■ PASSAGE GIVEN:
Now we are ready to join the datasets. We can see that we end up with the same number of rows but have now added additional columns for the weather data.

> flights4 <- weather2c[flights2]

> dim(flights2)
[1] 336776     17
> dim(flights4)
[1] 336776     28

Finally, in data.table, almost any operation can be done within the middle argument, even functions that are called for their side effects, not what they return. In the code that follows we calculate the regression of arrival delay on visibility and we do this by carrier (airline).

> flights4[, as.list(coef(lm(arr_delay ~ visib))), by = carrier]
    carrier (Intercept)     visib
 1:      AA    46.58181 -4.859830
 2:      AS    51.46830 -6.645643
 3:      B6    54.26659 -4.758500
 4:      DL    49.36366 -4.505132
 5:      EV    78.28173 -6.600792
 6:      MQ    52.29302 -3.868518
 7:      UA    35.47410 -3.463089
 8:      US    38.34697 -4.007031
 9:      WN    65.21767 -5.847156
10:      9E    45.61693 -4.690411
11:      HA   -29.45361  2.268041
12:      VX    25.30893 -2.789938
13:      F9    12.50000        NA
14:      FL    97.11111        NA
15:      YV     4.00000        NA
16:      OO   -88.79863 11.939863

We can even make plots. To catch multiple plots, we use the par() function. Of course, as we saw in Chapter 17, it would be easy to do this in ggplot2; this is just an example of the different operations you can do in a data.table object and by other variables. Because the plot() function creates a plot but returns no data, we end up with an empty data.table object.

> par(mfrow = c(4, 3))

■ PROBLEM TO WORK ON: Pick up the R data.table passage on flight and weather data right after its final line, > par(mfrow = c(4, 3)), and carry it on.

■ RECORDS PROVIDED:
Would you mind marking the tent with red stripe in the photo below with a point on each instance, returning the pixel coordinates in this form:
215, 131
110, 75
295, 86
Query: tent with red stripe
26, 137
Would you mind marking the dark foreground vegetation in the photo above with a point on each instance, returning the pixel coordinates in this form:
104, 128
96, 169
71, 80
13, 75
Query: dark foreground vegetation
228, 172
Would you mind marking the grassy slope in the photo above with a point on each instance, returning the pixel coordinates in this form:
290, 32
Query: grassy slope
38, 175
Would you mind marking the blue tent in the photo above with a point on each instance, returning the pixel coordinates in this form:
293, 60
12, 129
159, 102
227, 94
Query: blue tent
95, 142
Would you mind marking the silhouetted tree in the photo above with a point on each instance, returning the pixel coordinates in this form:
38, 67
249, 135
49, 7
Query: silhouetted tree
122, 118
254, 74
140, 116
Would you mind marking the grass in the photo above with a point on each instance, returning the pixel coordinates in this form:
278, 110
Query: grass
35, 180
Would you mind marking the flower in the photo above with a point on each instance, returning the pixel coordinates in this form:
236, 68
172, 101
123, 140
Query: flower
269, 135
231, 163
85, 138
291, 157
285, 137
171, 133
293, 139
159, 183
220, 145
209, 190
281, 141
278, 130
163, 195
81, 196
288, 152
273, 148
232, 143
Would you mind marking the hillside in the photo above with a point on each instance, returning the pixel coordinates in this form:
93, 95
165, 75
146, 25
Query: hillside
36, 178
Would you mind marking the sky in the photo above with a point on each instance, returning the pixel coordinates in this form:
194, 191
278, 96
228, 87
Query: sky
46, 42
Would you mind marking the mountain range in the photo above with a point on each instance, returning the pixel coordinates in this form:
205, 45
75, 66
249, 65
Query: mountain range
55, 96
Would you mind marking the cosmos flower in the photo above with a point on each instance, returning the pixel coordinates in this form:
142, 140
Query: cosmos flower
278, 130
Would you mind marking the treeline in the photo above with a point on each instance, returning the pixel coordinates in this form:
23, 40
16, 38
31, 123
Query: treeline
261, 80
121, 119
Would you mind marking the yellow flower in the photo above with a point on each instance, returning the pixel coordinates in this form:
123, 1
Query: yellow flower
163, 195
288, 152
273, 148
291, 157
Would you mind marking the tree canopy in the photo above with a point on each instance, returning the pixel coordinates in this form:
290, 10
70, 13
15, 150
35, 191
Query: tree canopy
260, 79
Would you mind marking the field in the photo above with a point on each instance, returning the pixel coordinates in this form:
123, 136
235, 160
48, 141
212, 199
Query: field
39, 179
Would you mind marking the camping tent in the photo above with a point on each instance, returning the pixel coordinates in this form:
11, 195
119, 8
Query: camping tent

■ TASK RESULT:
> flights4[, plot(density(na.omit(arr_delay)), main = "Arival Delay", xlab = "", ylab = "Density"), by = month]
Empty data.table (0 rows) of 1 col: month

9781484203743_unFig18-01.jpg

So far we have just explored the data.table package in R, which allows for faster and somewhat more memory-efficient data management in R. However, it still requires the data to be loaded into memory. Many larger datasets will be too big for memory. For data that cannot be loaded into memory, there are a few options. The ff package uses flat files stored on disk and links them to R. The dplyr package also supports linking to databases, including SQLite, MySQL, Postgresql, and Bigquery. Although, ultimately, the data often have to be read into R, you rarely need all the data at once. For example, from a large database, you may only need to select certain observations, and read in two variables to examine their relationship. Even if the full dataset cannot fit in memory, by linking to a database and only pulling in what you need when you need it, you can use the memory available to go a lot farther. The package homepage for dplyr (https://cran.r-project.org/web/packages/dplyr/) has many introductions to these topics.

18.2 Parallel Processing

The other easy way to increase performance for some operations is through parallel processing. Again we are going to restrict ourselves to using multiple cores just on one machine, not distributed computing. To see many of the packages available to help with this, a good place to start is the High-Performance Computing CRAN task view (https://cran.r-project.org/web/views/HighPerformanceComputing.html). One thing worth noting is that many of the parallel processing functions work better or only work on Linux or Mac (built on Linux). In order to make this chapter more general, we will focus on methods that apply across operating systems.

The parallel package is built into R now and provides a few facilities for parallel processing. A little later, we’ll examine other options. To start, we load the package. For Linux machines, there are some multicore functions we could use straight away, but to make this generic, we will create a local cluster that takes advantage of multiple cores and works on Linux, Mac, and Windows. We will make one assuming four cores are available. If you have two cores, you would just change the 4 to a 2. If you have more cores, you could increase the number. If you don’t know what your computer has, you can use the detectCores() function, which should tell you (note that this does not distinguish physical and logical cores, so, for example, two physical cores with hyperthreading will count as four).

> library(parallel)
> cl <- makeCluster(4)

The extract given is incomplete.